*Task brief*. Convert the stretch of lines from the start through the line containing "[221,241,265,256]" into a two-column CSV with the columns text and answer. Give one row for each text and its answer, with each value in a single quoted field and its line breaks replaced by spaces.

─── Data for this exercise ───

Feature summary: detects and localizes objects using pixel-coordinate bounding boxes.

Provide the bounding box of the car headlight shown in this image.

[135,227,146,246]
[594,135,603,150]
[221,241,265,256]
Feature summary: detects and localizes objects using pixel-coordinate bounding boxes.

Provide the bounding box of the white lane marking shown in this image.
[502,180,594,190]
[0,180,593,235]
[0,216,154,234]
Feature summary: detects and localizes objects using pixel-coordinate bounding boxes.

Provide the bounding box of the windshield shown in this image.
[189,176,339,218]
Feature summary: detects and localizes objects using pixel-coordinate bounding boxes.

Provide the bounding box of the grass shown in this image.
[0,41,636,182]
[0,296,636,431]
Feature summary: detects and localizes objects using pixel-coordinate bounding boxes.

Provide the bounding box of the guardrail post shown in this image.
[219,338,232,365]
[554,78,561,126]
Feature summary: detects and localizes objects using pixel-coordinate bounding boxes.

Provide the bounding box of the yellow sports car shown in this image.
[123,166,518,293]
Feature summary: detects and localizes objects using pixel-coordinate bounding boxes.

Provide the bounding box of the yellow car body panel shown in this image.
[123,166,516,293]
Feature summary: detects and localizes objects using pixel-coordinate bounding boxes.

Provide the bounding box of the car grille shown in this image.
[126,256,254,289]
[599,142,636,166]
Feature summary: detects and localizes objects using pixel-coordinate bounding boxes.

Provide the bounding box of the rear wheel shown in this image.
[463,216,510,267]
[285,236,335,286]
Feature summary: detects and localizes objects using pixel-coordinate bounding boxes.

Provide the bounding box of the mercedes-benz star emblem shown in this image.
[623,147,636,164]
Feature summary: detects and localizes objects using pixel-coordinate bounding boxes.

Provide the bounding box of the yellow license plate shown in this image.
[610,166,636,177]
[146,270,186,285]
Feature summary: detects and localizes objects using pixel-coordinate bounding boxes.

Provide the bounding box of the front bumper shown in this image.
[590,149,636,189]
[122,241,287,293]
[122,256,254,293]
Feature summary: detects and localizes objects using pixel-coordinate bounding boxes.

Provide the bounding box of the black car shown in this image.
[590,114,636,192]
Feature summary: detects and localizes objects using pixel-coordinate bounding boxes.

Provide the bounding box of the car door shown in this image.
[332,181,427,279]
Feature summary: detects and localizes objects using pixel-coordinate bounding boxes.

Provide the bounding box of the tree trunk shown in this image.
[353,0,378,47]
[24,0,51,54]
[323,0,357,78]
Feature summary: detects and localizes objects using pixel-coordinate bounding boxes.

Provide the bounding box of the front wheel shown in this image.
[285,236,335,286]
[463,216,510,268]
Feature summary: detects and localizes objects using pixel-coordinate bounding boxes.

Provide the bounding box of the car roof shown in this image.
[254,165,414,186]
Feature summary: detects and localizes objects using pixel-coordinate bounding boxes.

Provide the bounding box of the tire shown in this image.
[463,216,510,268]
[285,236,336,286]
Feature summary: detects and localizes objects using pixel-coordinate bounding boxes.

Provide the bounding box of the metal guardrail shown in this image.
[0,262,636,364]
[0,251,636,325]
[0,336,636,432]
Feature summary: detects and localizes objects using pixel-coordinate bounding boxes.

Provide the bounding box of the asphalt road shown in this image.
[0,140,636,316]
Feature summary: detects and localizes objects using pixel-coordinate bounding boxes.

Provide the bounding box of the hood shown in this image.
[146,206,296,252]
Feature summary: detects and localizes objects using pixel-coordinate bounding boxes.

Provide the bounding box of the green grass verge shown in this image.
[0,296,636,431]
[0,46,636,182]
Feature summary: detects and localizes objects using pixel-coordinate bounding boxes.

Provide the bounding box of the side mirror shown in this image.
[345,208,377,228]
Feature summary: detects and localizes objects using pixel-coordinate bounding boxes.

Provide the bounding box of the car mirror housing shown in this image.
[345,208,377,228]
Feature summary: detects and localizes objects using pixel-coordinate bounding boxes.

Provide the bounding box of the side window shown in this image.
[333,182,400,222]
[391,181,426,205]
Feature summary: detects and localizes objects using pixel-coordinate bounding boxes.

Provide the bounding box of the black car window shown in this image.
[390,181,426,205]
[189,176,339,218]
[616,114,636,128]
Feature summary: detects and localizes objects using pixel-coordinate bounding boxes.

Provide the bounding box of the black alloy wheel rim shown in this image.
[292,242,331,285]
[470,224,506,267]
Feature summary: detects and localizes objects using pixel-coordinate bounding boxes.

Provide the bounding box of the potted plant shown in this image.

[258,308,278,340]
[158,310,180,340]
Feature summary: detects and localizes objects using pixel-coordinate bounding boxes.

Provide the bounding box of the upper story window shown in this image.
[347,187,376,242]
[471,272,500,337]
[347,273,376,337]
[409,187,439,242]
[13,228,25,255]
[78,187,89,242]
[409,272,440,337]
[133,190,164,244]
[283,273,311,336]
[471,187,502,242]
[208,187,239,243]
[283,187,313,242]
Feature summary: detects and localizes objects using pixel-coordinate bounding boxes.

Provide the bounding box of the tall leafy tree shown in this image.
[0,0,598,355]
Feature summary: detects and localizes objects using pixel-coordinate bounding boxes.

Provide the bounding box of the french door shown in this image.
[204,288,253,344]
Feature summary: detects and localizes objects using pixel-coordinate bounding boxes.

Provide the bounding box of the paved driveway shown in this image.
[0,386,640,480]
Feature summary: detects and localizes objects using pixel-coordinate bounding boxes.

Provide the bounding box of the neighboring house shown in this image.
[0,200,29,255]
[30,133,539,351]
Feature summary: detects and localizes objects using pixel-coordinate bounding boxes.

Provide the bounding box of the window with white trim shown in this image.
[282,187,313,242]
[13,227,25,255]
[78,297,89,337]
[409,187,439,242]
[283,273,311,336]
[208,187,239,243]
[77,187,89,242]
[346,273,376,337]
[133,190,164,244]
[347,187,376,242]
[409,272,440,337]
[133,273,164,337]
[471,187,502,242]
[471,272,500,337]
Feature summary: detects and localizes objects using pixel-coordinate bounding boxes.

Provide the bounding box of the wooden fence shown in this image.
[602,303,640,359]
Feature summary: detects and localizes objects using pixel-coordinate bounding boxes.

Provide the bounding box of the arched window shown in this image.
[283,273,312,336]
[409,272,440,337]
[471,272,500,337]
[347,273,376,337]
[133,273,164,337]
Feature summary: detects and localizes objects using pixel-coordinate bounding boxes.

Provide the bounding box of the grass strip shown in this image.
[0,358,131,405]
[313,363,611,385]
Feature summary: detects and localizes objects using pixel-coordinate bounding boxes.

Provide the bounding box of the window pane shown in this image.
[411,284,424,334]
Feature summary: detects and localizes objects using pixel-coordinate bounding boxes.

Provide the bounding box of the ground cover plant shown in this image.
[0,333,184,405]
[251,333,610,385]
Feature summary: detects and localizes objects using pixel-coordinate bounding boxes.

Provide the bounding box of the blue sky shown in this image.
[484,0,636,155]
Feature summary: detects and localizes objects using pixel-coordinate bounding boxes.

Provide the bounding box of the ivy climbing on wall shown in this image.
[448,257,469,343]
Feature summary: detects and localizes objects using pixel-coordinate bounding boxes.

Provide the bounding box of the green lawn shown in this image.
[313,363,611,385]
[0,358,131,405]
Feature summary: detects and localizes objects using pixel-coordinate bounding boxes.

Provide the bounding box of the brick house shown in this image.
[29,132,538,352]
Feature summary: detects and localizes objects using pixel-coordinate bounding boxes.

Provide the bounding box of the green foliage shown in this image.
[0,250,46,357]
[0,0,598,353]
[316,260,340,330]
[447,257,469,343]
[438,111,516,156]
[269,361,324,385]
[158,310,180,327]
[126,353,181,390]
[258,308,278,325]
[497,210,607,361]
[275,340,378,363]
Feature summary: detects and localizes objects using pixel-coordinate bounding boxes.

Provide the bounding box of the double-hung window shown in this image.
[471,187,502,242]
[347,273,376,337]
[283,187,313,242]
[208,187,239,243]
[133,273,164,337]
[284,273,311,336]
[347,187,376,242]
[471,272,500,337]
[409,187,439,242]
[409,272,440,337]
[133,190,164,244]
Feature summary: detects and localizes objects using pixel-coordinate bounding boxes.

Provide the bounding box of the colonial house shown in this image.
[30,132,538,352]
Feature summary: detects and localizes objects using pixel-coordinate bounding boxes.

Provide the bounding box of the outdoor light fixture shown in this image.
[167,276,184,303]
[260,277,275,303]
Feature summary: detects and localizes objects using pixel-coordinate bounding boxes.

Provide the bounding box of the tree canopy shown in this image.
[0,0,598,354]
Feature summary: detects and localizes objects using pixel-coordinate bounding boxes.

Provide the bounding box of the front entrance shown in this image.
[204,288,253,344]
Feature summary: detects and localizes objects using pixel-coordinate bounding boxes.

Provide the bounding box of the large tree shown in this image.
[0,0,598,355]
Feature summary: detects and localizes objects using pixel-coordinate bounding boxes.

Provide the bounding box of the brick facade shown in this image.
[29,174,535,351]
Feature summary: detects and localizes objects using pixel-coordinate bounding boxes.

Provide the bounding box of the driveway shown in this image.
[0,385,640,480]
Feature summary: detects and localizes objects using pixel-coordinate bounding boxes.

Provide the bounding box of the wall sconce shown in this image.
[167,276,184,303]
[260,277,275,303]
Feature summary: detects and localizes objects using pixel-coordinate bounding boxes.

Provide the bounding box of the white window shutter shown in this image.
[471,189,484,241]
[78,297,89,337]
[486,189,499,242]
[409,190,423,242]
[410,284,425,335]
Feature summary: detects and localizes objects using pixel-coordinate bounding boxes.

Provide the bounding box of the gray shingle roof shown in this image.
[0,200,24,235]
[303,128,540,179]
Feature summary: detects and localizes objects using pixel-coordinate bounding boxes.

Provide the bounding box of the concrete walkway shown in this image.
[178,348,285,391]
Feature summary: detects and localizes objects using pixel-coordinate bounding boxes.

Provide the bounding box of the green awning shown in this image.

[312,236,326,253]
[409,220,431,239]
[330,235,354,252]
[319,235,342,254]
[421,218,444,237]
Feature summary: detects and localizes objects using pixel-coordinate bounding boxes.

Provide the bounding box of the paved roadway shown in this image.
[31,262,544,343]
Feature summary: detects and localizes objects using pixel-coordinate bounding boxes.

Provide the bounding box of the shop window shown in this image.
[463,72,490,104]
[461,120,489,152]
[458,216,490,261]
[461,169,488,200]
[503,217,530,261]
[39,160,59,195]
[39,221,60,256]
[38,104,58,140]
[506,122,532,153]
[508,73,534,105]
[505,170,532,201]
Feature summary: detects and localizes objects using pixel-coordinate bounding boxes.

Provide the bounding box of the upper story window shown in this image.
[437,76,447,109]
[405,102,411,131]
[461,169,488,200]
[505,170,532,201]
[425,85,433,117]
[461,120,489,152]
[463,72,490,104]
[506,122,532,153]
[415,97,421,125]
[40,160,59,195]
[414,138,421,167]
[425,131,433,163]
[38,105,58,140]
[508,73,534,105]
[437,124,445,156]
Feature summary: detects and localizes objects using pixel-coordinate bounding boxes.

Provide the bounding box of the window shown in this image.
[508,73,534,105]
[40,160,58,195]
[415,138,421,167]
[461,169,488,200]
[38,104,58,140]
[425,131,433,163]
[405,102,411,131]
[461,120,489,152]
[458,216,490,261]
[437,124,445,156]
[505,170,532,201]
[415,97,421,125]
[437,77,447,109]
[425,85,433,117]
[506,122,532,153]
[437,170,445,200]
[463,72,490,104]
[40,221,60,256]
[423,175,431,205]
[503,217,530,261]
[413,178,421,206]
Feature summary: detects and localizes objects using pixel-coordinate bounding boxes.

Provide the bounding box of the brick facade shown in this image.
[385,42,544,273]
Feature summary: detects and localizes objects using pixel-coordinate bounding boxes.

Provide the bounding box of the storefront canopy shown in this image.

───

*Solution for this task*.
text,answer
"Feature summary: detects and localizes objects using pixel-coordinate bounding boxes. Provide the bounding box of the car headlight shown in this image.","[135,227,146,246] [594,135,603,150] [221,241,265,256]"